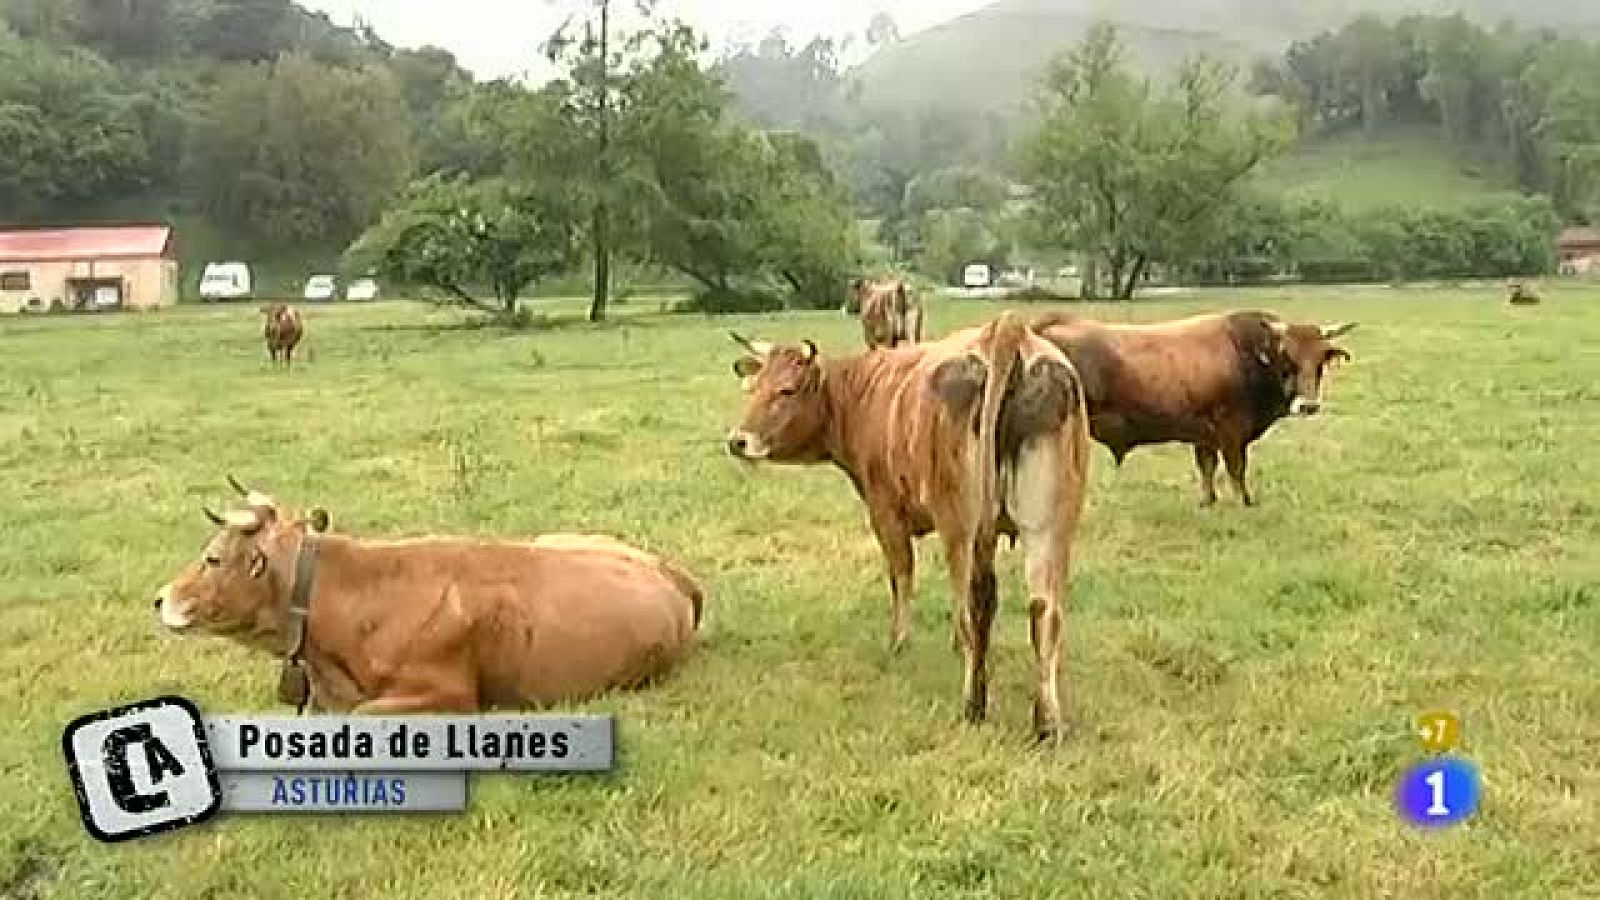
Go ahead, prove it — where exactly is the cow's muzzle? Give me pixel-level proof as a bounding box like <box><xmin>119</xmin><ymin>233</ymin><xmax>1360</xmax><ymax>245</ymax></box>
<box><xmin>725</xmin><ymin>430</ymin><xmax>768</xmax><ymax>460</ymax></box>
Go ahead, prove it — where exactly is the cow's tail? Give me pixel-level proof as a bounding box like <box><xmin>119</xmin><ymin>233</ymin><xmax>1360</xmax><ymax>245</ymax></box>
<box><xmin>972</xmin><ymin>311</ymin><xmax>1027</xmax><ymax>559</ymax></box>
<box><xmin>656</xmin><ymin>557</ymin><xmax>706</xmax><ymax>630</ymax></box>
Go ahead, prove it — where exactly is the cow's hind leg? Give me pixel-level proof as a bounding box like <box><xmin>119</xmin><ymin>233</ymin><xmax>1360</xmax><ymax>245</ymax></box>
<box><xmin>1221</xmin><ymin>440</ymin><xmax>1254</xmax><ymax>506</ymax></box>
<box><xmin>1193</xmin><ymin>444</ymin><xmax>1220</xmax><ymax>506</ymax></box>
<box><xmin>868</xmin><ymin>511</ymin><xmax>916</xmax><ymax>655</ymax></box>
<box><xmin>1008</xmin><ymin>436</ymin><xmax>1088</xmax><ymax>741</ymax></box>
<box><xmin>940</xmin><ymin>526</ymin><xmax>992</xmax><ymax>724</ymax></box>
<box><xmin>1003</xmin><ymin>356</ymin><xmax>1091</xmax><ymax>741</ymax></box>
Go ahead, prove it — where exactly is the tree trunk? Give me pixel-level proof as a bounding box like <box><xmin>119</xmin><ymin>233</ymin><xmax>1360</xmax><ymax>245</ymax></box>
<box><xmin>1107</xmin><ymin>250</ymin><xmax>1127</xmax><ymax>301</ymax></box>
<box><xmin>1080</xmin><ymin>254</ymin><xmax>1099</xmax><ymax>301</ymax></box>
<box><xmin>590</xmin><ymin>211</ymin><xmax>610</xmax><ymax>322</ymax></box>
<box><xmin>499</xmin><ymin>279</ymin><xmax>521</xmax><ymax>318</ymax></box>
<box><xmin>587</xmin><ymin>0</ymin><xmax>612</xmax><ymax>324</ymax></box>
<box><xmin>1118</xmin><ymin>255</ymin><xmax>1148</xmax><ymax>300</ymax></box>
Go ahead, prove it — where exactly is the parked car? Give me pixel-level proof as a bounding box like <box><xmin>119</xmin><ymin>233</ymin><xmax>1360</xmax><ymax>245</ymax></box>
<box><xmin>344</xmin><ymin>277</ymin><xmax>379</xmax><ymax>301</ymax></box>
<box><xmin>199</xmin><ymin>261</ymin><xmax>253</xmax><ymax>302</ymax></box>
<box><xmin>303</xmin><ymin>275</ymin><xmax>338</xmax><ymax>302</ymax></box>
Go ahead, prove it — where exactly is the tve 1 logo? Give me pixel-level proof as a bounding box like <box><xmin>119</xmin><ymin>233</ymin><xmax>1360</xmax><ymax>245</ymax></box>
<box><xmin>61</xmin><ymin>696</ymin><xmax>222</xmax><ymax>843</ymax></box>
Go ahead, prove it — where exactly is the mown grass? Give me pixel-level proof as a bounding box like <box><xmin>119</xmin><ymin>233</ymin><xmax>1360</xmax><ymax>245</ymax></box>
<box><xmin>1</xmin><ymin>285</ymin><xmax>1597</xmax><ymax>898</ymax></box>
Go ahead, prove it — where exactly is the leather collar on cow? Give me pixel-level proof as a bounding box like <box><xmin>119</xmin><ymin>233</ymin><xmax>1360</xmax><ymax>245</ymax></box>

______

## ASSIGNMENT
Copy out every line of the data exactly, leaving the images behind.

## EXERCISE RESPONSE
Go ahead, prove it — where exactly is the cow's muzzle? Give me pixel-level proof as a bounding box like <box><xmin>119</xmin><ymin>233</ymin><xmax>1360</xmax><ymax>245</ymax></box>
<box><xmin>725</xmin><ymin>430</ymin><xmax>768</xmax><ymax>460</ymax></box>
Go ahead, prove it — where exactly is the cow's tail? Give me pixel-level proof as a bounding box like <box><xmin>119</xmin><ymin>233</ymin><xmax>1360</xmax><ymax>245</ymax></box>
<box><xmin>972</xmin><ymin>311</ymin><xmax>1027</xmax><ymax>559</ymax></box>
<box><xmin>656</xmin><ymin>557</ymin><xmax>706</xmax><ymax>630</ymax></box>
Go ahead, prove it — where exactly is the cow's hind leg? Give me pixel-level proof as a bounding box like <box><xmin>119</xmin><ymin>233</ymin><xmax>1360</xmax><ymax>245</ymax></box>
<box><xmin>1221</xmin><ymin>440</ymin><xmax>1254</xmax><ymax>506</ymax></box>
<box><xmin>1193</xmin><ymin>444</ymin><xmax>1220</xmax><ymax>506</ymax></box>
<box><xmin>868</xmin><ymin>511</ymin><xmax>916</xmax><ymax>655</ymax></box>
<box><xmin>1008</xmin><ymin>436</ymin><xmax>1088</xmax><ymax>741</ymax></box>
<box><xmin>940</xmin><ymin>526</ymin><xmax>992</xmax><ymax>724</ymax></box>
<box><xmin>1003</xmin><ymin>356</ymin><xmax>1091</xmax><ymax>741</ymax></box>
Go ahead, prove it — where exactly is the tree trunk? Give me pixel-level proof as a bounding box like <box><xmin>119</xmin><ymin>233</ymin><xmax>1360</xmax><ymax>245</ymax></box>
<box><xmin>1107</xmin><ymin>250</ymin><xmax>1127</xmax><ymax>301</ymax></box>
<box><xmin>1080</xmin><ymin>254</ymin><xmax>1099</xmax><ymax>301</ymax></box>
<box><xmin>590</xmin><ymin>211</ymin><xmax>610</xmax><ymax>322</ymax></box>
<box><xmin>499</xmin><ymin>279</ymin><xmax>521</xmax><ymax>318</ymax></box>
<box><xmin>587</xmin><ymin>0</ymin><xmax>612</xmax><ymax>324</ymax></box>
<box><xmin>1118</xmin><ymin>255</ymin><xmax>1148</xmax><ymax>300</ymax></box>
Go ahead, prove it — where exactly is the parked car? Give me pixel-level proof as a bounding box like <box><xmin>119</xmin><ymin>233</ymin><xmax>1360</xmax><ymax>245</ymax></box>
<box><xmin>344</xmin><ymin>277</ymin><xmax>379</xmax><ymax>301</ymax></box>
<box><xmin>199</xmin><ymin>261</ymin><xmax>253</xmax><ymax>302</ymax></box>
<box><xmin>303</xmin><ymin>275</ymin><xmax>338</xmax><ymax>302</ymax></box>
Go ahead, prove it — where exactly is the tve 1 logo? Give me pixel-level proof as a bounding box like <box><xmin>119</xmin><ymin>233</ymin><xmax>1360</xmax><ymax>245</ymax></box>
<box><xmin>61</xmin><ymin>696</ymin><xmax>222</xmax><ymax>843</ymax></box>
Go ahead, prove it — where exactly is the mown grass? Give me pixel-level proof as a bounding box like <box><xmin>119</xmin><ymin>233</ymin><xmax>1360</xmax><ymax>245</ymax></box>
<box><xmin>1</xmin><ymin>285</ymin><xmax>1597</xmax><ymax>898</ymax></box>
Go ahead, prove it — where exactly is the leather collar on cow? Give me pixel-level proof as a bounding box like <box><xmin>119</xmin><ymin>233</ymin><xmax>1360</xmax><ymax>245</ymax></box>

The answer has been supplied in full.